An insurance premium is money charged by the insurance company in exchange for coverage. The premium, sometimes called the rate, compensates the insurer for bearing the risk of a payout in the event insurance coverage is required. Since premiums for services differ between companies, it is advisable to shop around for the lowest insurance premium.
Generally, an insurance premium pays for the coverage in the insurance policy. Services provided and paid for vary by policy and type of protection. As an example, health insurance premiums pay a portion of the expense of office visits, prescriptions, and surgical procedures, and other medical services. Not all services are covered, and plans can vary. In the case of health insurance, sometimes an employer pays the premium on behalf of the insured employee. Premiums for other insurance policies, such as auto insurance and homeowners’ insurance, are paid directly by the insured.
Premiums are based on statistics, and they often vary by area and among insurance providers. Automobile insurance companies, for example, typically base their premium pricing on the zip code of the insured. Some call this zip code profiling, and it can result in many drivers opting out of insurance policies, which can have negative overall effects. In essence, insurance companies try to assess the insured’s likelihood of filing a claim. The higher the likelihood, the higher the premium will be.
The underwriting department of the insurance company is responsible for the final premium calculation, which can sometimes differ from a quoted premium. The premium amount is based on statistics involving life history, age, and health. All customers applying for insurance must go through the underwriting process, which involves questions about familial diseases and an analysis of medical and motor vehicle reports. After the data is gathered, a statistician called an actuary analyzes the data. Their goal is to predict how likely it is the insurance applicant will make a claim on their policy. If the probability is high that the applicant will make a claim, the premium is also typically high.
Premium payments are typically made monthly, semi-yearly, or annually, depending on the policy. If an insurance premium is not paid on schedule, the company may cancel the plan. In this case, the policy would be considered void. Sometimes this is called a “lapsed” policy. Payment of the outstanding amount within a certain period of time may restore coverage under the policy.
Because of the way insurance works, premium payments cannot be refunded if a claim is never made on the policy. Many insured individuals choose to make payments in exchange for the peace of mind that comes with maintaining insurance coverage. And one large claim can more than make up the money spent on premiums. Life insurance works differently from other insurance policies because it may be possible to withdraw or borrow money against this type of policy. There may be tax consequences, meaning that the beneficiaries will not receive the same amount of money after the insured dies.

**EXERCISE INSTRUCTIONS**:
Return the full passage on insurance premiums word for word. The data that comes next has no connection to the passage on insurance premiums.

**DATA**:

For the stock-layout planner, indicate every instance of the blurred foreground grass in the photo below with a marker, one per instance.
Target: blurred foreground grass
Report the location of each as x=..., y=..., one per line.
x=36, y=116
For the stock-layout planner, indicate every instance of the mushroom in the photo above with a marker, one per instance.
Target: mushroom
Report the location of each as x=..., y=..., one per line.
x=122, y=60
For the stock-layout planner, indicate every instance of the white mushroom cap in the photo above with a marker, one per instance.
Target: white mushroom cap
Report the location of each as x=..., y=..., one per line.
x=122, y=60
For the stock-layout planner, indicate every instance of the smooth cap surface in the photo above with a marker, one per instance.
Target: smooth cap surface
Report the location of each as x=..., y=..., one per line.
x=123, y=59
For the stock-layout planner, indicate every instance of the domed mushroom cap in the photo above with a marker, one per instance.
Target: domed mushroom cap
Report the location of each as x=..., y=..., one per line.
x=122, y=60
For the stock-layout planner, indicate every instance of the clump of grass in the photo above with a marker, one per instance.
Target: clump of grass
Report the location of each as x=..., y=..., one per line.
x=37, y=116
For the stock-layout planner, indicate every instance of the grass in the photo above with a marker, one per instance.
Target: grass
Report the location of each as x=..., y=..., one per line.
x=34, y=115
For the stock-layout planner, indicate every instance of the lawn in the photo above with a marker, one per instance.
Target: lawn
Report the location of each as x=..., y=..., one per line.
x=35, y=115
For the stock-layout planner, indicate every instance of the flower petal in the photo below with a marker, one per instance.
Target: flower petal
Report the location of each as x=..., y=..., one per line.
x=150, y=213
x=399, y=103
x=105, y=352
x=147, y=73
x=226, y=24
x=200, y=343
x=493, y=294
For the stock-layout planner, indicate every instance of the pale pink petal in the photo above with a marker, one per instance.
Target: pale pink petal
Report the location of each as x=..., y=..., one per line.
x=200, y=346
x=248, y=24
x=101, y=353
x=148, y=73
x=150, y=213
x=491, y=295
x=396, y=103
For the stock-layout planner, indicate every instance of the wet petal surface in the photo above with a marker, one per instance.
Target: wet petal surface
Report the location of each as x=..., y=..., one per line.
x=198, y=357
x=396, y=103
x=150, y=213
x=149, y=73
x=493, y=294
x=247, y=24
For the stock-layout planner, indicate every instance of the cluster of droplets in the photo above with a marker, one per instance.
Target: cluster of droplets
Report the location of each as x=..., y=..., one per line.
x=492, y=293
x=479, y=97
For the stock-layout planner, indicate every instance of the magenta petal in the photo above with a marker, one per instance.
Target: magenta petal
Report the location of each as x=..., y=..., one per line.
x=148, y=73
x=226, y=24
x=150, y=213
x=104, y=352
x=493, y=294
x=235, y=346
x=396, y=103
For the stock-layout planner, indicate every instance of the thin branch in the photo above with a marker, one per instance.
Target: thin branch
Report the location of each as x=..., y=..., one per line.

**THE ANSWER**:
An insurance premium is money charged by the insurance company in exchange for coverage. The premium, sometimes called the rate, compensates the insurer for bearing the risk of a payout in the event insurance coverage is required. Since premiums for services differ between companies, it is advisable to shop around for the lowest insurance premium.
Generally, an insurance premium pays for the coverage in the insurance policy. Services provided and paid for vary by policy and type of protection. As an example, health insurance premiums pay a portion of the expense of office visits, prescriptions, and surgical procedures, and other medical services. Not all services are covered, and plans can vary. In the case of health insurance, sometimes an employer pays the premium on behalf of the insured employee. Premiums for other insurance policies, such as auto insurance and homeowners’ insurance, are paid directly by the insured.
Premiums are based on statistics, and they often vary by area and among insurance providers. Automobile insurance companies, for example, typically base their premium pricing on the zip code of the insured. Some call this zip code profiling, and it can result in many drivers opting out of insurance policies, which can have negative overall effects. In essence, insurance companies try to assess the insured’s likelihood of filing a claim. The higher the likelihood, the higher the premium will be.
The underwriting department of the insurance company is responsible for the final premium calculation, which can sometimes differ from a quoted premium. The premium amount is based on statistics involving life history, age, and health. All customers applying for insurance must go through the underwriting process, which involves questions about familial diseases and an analysis of medical and motor vehicle reports. After the data is gathered, a statistician called an actuary analyzes the data. Their goal is to predict how likely it is the insurance applicant will make a claim on their policy. If the probability is high that the applicant will make a claim, the premium is also typically high.
Premium payments are typically made monthly, semi-yearly, or annually, depending on the policy. If an insurance premium is not paid on schedule, the company may cancel the plan. In this case, the policy would be considered void. Sometimes this is called a “lapsed” policy. Payment of the outstanding amount within a certain period of time may restore coverage under the policy.
Because of the way insurance works, premium payments cannot be refunded if a claim is never made on the policy. Many insured individuals choose to make payments in exchange for the peace of mind that comes with maintaining insurance coverage. And one large claim can more than make up the money spent on premiums. Life insurance works differently from other insurance policies because it may be possible to withdraw or borrow money against this type of policy. There may be tax consequences, meaning that the beneficiaries will not receive the same amount of money after the insured dies.